◆ **What you are asked to do**
Reproduce each of the following lines verbatim, with no additions, omissions, or alterations.
════════════════
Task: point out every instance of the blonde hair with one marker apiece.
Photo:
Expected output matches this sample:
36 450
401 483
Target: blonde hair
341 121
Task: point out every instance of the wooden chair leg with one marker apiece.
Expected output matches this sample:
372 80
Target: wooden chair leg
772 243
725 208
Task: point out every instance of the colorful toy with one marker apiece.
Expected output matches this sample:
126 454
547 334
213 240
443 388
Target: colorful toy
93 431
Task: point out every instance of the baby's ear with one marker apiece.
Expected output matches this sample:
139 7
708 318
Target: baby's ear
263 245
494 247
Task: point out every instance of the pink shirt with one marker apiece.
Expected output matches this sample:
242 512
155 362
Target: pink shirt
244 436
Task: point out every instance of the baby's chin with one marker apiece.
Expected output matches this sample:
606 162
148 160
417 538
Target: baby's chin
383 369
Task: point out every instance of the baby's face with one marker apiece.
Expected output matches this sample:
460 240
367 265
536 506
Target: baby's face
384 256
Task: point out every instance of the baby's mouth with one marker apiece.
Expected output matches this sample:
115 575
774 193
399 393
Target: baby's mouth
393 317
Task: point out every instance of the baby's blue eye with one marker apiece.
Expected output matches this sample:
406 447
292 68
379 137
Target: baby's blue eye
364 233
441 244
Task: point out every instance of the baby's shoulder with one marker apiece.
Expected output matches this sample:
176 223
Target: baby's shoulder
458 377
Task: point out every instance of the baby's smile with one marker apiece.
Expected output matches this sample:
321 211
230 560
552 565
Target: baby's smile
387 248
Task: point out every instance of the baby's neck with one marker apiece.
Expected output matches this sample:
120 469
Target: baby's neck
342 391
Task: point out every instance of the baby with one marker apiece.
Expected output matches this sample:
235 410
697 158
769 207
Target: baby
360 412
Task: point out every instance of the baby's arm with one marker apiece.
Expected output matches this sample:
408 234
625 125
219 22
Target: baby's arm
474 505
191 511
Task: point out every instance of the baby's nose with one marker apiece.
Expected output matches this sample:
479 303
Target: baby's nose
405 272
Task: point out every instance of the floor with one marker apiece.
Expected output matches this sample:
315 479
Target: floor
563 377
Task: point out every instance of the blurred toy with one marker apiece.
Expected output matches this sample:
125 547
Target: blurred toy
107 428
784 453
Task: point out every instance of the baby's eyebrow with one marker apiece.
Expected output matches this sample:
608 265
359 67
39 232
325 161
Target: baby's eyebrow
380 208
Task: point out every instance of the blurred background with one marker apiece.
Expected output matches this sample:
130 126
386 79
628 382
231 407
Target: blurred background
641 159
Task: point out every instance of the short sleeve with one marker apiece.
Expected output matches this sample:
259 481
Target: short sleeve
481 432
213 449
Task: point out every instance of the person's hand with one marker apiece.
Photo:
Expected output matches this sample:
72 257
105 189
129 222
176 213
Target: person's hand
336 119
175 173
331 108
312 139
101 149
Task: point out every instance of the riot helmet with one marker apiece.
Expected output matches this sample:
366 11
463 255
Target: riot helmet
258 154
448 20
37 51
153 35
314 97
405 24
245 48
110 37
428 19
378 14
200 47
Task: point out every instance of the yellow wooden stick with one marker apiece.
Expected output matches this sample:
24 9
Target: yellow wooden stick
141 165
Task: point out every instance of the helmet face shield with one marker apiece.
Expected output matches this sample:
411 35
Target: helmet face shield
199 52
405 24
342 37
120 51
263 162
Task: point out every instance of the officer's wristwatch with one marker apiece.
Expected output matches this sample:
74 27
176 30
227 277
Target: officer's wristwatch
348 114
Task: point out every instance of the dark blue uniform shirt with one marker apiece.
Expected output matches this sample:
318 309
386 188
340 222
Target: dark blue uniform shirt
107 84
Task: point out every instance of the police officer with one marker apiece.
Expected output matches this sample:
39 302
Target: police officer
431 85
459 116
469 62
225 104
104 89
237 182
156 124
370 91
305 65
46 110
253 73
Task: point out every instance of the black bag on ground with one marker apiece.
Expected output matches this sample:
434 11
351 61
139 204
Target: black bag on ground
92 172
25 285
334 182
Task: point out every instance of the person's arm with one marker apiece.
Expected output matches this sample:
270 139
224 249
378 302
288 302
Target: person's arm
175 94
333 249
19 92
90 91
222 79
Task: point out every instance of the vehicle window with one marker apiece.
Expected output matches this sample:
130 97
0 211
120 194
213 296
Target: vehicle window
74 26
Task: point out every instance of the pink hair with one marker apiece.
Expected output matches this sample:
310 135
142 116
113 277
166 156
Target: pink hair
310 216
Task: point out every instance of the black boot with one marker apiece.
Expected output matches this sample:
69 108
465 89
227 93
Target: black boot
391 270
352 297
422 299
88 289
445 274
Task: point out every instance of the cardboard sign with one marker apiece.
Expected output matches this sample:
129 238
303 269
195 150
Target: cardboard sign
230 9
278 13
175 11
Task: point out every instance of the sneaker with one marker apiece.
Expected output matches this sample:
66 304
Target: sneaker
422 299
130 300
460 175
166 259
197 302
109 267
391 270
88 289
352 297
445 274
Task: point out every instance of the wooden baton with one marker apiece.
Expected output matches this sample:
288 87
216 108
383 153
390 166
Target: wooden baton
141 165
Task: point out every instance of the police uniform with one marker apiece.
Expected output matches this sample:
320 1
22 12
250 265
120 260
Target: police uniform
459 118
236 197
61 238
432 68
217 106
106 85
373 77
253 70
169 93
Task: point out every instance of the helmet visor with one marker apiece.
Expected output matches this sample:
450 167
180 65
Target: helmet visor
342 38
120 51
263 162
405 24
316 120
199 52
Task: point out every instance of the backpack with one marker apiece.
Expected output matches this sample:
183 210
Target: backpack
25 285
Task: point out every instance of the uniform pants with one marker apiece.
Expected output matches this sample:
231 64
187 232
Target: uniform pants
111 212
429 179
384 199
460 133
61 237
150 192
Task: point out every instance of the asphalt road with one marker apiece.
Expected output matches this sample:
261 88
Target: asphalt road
════════════════
◆ **Final result**
Task: point out every instance of the blonde hair with one marker apiece.
Photo:
Expected output matches this sample:
36 450
401 483
Target: blonde hair
341 121
Task: point out every instance of the wooden chair leg with one marker apiece.
Expected output matches this sample:
372 80
Target: wooden chair leg
772 243
725 208
Task: point out every instance of the colorful toy with one marker apiece.
Expected output matches this sample:
126 454
547 334
213 240
443 388
Target: colorful toy
93 431
Task: point out every instance of the baby's ear with one marker apiece.
Expected output matches this sample:
139 7
708 318
Target: baby's ear
263 245
494 247
Task: point out every instance of the pink shirt with one marker apiece.
Expected output matches this sample:
242 512
155 362
Target: pink shirt
244 436
Task: point out every instance of the baby's chin with one marker apiece.
Expected output matches this sample:
606 162
148 160
417 538
Target: baby's chin
383 369
Task: point out every instance of the baby's face with one marker apiece.
Expected output matches this sample:
460 240
367 265
536 506
Target: baby's face
384 256
Task: point out every instance of the baby's mouth with one marker apiece.
Expected output matches this sample:
115 575
774 193
399 393
Target: baby's mouth
393 317
Task: point out every instance of the baby's blue eye with one marker apiece.
Expected output matches this sample:
406 447
292 68
379 137
Target: baby's blue eye
364 233
441 244
Task: point out every instance of the baby's shoulder with one marker apiece.
Expected output matches this sample:
176 223
Target: baby's shoulder
458 377
Task: point out every instance of the baby's smile with one marker apiece.
Expected output matches this sample:
321 211
230 560
552 565
Target: baby's smile
387 248
Task: point out every instance of the baby's neck with one marker apiece.
Expected output matches this sample:
120 469
Target: baby's neck
342 391
Task: point out every instance of the baby with one marker apiece.
Expected output matches this sample:
235 410
697 158
769 207
Target: baby
360 412
Task: point out every instance of the baby's arm with one marker apiece.
Expected output matches this sample:
408 234
625 125
219 22
Target: baby's arm
474 505
191 511
Task: point out every instance of the baby's nose with one marker apiece.
Expected output matches this sample:
479 303
Target: baby's nose
405 272
Task: point out every instance of the floor with one marker apiece.
Expected output matches this sample:
315 479
Target: floor
563 377
Task: point out every instance of the blurred toy with one marker apiece.
Expected output matches this sample:
125 547
Target: blurred toy
107 428
784 453
Task: point out every instance of the baby's eyebrow with one marker apiece.
Expected output matches this sample:
608 265
359 67
39 232
325 161
Target: baby's eyebrow
380 208
Task: point out every instance of the blurred background with one marker apiece.
Expected output matches this sample:
130 126
386 79
628 382
231 407
Target: blurred background
641 159
Task: point out every instance of the short sleeve with one marker apiece.
Expected output matches this sample:
259 481
Target: short sleeve
481 432
213 449
Task: point out every instance of the person's hand with one marker apiece.
Photo:
Expected output matches this sample:
72 257
105 189
129 222
176 213
Target: person's hand
336 119
175 173
331 108
312 139
101 149
Task: point out every instance of the riot helmet with one marker apiece.
Expected output matches this sample:
366 11
463 255
Target: riot helmet
258 154
448 20
37 51
153 35
314 97
405 24
245 48
110 37
428 19
378 14
200 47
Task: point out every instance of the yellow wooden stick with one marker apiece.
Expected output matches this sample:
24 9
Target: yellow wooden stick
141 165
Task: point out every instance of the helmet face shield with one marker apiece.
Expected output matches this sample:
411 35
Target: helmet face shield
199 52
405 24
342 37
120 51
263 162
Task: point out every instance of the officer's wristwatch with one marker apiece.
Expected output matches this sample:
74 27
176 30
227 277
Target: officer's wristwatch
348 114
Task: point out every instance of the dark blue uniform shirt with one marker apiece.
Expected output matches this sample:
318 309
386 188
340 222
Target: dark blue uniform shirt
107 84
Task: point out every instance of the police officer with one marker apiece.
Expected output matches this sample:
39 302
Target: police officer
431 85
459 116
469 62
225 104
104 89
237 182
156 124
370 91
305 65
46 110
253 73
Task: point out every instance of the black bag on ground with one marker apiece.
Expected output matches this sample:
434 11
351 61
139 204
Target: black bag on ground
92 172
25 285
334 182
Task: point out every instance of the person's arm with one marker apiece.
Expected output matches this sample:
270 139
224 249
378 302
288 302
Target: person's arm
175 94
333 249
19 92
90 91
222 79
Task: point out every instance of the vehicle window with one marker apiece.
Expected output matches this sample:
130 97
0 211
120 194
213 296
Target: vehicle window
74 26
Task: point out every instance of the pink hair with one marker apiece.
Expected output matches this sample:
310 135
142 116
113 277
166 156
Target: pink hair
310 216
Task: point out every instance of the black boot with one marker apiece.
Expected output matches this sample:
69 108
465 89
227 93
Target: black boot
391 270
352 297
422 299
88 289
445 274
Task: point out every instance of the cardboard sign with one marker apiece.
Expected output matches this sample:
129 238
303 269
195 150
Target: cardboard sign
230 9
278 13
175 11
Task: point out every instance of the sneaker with one marker apiece.
Expected output matches this sample:
66 304
Target: sneaker
422 299
130 300
460 175
166 259
197 302
109 267
391 270
88 289
352 297
445 274
Task: point out every instance of the wooden baton with one marker apiece.
Expected output matches this sample:
288 87
216 108
383 153
390 166
Target: wooden baton
141 165
Task: point out every instance of the police uniform with one marker apiece.
Expected output matches this sample:
320 1
22 12
250 265
120 260
Target: police uniform
459 118
236 197
61 238
432 68
217 106
106 85
373 77
253 70
169 93
Task: point out every instance of the helmet visor with one marker apiece.
Expected output matches this sample:
450 167
180 65
Target: helmet visor
342 38
120 51
263 162
405 24
316 120
199 52
Task: point out every instance of the backpack with one marker apiece.
Expected output matches this sample:
183 210
Target: backpack
25 285
Task: point out every instance of the uniform pants with one marker apiece.
Expected output matches this sample:
231 64
187 232
Target: uniform pants
111 212
429 179
384 199
460 133
61 237
150 192
Task: point out every instance of the asphalt road with one marker apiece.
Expected output matches this sample:
261 88
Target: asphalt road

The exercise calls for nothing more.